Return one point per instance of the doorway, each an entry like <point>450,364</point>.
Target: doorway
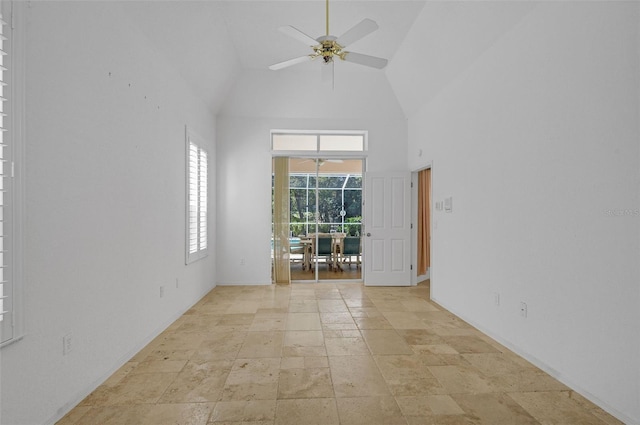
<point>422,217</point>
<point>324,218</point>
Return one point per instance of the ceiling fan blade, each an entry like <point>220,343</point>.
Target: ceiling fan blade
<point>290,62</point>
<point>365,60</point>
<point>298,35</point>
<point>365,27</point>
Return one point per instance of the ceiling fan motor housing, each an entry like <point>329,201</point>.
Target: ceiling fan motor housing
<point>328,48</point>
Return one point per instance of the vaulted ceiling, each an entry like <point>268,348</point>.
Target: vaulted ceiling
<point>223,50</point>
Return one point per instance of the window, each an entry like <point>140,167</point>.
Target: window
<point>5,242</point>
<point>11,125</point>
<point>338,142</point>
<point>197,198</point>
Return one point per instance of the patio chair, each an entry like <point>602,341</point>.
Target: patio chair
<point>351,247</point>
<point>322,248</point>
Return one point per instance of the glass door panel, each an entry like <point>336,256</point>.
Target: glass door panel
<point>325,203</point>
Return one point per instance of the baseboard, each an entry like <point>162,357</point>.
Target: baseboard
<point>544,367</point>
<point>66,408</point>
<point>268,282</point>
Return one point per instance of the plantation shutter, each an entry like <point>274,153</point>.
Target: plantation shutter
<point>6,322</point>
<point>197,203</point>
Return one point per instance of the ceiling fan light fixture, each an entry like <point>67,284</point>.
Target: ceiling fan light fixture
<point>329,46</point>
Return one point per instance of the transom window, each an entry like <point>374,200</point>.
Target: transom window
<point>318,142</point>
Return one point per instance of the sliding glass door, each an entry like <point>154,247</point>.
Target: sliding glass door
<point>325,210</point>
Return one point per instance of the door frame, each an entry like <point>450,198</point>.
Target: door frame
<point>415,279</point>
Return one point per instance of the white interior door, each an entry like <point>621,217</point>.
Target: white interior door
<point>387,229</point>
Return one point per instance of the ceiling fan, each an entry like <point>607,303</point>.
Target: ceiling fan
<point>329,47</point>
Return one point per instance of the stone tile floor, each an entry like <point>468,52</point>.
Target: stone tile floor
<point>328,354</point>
----
| ACTIVITY |
Once the line with "Return one point per instance of the ceiling fan, each" is located in the data above, repeat it and every later line through the end, exactly.

| RESPONSE TO THIS EXERCISE |
Return one point per instance of the ceiling fan, each an entry like <point>607,303</point>.
Target: ceiling fan
<point>329,47</point>
Return one point per instance of the stone tile floor, each an entry like <point>468,52</point>.
Target: stone tile floor
<point>328,354</point>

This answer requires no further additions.